WHAT TO WORK ON:
Set down, word for word, the stretch of lines from the one containing "For this dataset, tag each instance of the salamander tail" to the end of the records below.

DATA FOR PROCESSING:

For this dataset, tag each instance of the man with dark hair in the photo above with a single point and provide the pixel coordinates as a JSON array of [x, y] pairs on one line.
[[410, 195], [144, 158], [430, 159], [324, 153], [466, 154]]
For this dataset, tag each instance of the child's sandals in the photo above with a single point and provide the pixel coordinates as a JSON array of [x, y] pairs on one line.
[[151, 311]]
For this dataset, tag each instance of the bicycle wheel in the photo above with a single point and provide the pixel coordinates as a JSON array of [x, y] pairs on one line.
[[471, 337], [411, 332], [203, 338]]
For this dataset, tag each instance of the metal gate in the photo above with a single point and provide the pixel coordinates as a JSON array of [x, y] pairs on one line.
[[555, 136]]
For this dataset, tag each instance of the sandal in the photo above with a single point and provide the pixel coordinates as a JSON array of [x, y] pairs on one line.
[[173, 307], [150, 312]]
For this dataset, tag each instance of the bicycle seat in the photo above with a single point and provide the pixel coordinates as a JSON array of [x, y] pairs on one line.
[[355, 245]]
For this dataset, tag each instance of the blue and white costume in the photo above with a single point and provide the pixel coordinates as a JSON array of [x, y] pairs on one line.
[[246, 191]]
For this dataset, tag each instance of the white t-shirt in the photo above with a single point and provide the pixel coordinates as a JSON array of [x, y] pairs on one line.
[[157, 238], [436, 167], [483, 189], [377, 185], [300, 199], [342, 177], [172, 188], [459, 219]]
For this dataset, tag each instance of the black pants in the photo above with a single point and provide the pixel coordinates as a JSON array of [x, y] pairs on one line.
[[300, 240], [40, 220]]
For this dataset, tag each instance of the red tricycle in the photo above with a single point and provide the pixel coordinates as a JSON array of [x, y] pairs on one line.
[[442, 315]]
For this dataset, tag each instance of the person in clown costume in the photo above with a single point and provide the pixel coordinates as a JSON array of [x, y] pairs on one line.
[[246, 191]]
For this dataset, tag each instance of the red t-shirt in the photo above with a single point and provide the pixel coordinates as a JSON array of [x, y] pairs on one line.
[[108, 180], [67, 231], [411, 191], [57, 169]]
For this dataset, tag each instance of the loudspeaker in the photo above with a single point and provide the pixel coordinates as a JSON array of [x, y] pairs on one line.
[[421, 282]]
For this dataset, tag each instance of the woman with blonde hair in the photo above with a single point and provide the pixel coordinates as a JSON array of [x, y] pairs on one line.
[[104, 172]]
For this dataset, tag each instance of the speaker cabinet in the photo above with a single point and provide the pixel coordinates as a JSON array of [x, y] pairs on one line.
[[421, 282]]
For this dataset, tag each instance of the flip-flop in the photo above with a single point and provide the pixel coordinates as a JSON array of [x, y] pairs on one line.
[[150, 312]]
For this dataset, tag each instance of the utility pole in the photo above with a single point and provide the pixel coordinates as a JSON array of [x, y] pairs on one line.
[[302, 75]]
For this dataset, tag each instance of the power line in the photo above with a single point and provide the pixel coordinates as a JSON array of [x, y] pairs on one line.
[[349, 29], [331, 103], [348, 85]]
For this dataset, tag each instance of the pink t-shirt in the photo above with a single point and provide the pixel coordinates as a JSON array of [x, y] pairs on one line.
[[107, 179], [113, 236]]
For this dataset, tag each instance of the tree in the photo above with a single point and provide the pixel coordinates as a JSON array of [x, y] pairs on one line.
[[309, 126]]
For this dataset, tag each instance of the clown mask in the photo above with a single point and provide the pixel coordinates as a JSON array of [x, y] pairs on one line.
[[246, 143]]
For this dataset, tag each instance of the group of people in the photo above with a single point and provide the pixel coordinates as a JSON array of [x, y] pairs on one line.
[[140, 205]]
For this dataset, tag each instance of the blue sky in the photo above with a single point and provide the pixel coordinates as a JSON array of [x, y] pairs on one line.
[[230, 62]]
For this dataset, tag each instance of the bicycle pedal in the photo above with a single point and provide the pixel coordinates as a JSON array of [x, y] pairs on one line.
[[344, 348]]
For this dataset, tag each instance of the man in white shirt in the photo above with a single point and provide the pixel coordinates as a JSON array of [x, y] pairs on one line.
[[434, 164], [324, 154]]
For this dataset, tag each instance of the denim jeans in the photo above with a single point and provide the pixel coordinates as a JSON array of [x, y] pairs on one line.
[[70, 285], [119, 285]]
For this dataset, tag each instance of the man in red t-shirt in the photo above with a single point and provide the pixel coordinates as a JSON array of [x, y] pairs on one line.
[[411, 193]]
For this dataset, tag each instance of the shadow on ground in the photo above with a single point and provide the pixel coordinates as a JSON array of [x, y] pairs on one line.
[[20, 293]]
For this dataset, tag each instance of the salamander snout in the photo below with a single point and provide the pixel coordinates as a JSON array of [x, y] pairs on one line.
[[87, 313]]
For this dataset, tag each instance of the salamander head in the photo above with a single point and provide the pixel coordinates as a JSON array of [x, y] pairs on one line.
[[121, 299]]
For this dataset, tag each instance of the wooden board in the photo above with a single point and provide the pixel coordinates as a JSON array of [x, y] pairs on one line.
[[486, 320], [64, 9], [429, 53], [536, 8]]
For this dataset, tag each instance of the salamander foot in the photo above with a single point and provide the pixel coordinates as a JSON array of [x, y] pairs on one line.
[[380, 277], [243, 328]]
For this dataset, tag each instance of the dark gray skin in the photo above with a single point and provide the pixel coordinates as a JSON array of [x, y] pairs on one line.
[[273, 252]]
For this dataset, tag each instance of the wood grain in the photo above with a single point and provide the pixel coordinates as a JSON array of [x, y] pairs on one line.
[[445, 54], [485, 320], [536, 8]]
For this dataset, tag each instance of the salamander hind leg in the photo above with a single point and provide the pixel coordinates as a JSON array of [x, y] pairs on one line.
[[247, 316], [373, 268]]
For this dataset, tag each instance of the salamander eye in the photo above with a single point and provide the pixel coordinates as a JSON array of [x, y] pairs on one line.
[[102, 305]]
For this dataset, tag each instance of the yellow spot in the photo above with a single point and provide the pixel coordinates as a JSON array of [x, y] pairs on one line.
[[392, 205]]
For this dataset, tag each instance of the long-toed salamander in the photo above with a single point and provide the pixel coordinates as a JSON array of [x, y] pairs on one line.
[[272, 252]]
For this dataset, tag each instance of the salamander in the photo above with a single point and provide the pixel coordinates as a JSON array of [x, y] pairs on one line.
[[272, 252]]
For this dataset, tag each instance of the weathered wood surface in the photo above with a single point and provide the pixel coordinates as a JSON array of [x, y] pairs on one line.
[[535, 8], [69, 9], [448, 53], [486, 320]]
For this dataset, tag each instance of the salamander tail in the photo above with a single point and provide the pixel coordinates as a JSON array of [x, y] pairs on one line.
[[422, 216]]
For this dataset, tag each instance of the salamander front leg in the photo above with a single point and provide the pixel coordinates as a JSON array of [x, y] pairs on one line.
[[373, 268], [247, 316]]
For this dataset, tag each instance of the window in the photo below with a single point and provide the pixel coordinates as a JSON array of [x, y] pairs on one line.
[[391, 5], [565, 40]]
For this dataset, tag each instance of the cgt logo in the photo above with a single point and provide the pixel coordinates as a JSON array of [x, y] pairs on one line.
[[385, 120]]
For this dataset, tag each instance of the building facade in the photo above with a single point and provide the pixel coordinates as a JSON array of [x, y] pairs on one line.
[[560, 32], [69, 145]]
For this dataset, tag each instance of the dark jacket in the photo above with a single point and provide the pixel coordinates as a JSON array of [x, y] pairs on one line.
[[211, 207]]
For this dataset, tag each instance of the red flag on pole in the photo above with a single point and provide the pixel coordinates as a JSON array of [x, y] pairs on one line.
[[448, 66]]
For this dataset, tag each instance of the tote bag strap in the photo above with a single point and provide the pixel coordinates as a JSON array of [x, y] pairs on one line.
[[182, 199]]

EXERCISE RESULT:
For this dataset, tag each instance of the salamander tail in the photo above with a single point and provide the pixel coordinates as a JSON array of [x, y] pairs on one line.
[[422, 216]]
For this dataset, tag each instance of the salamander front leg in the photo above with a single point and provide the pixel coordinates as a JSON array of [x, y] pairs on one line.
[[373, 268], [247, 316]]
For this dataset, tag each instance of the window in the photo below with a single point and provide the pixel coordinates as a JSON array of [x, y] pairs on one line.
[[391, 5], [565, 40]]
For this dataset, tag each instance of the cgt logo in the photo above with a single point and provide the pixel coordinates as a JSON array of [x, y] pairs on one line.
[[385, 120]]
For this dataset, tag each instance of the building facade in the photo above with a single point and provide the pixel coordinates as a JSON array of [x, y] pairs on one line.
[[560, 32], [69, 145]]
For this dataset, tag each instance of the dark jacket in the photo above with a single point and provide the pixel coordinates as a JSON array of [x, y] pairs on one line.
[[211, 207]]
For this dataset, tag each instance of the red flag on pole in the photo above with a single point and provide the pixel coordinates as a JSON array of [x, y] pairs on one line.
[[448, 66]]
For this dataset, tag each instance of the tote bag strap in the photo above with a single point and provide the pixel coordinates as a JSON array of [x, y] pairs on one line.
[[182, 199]]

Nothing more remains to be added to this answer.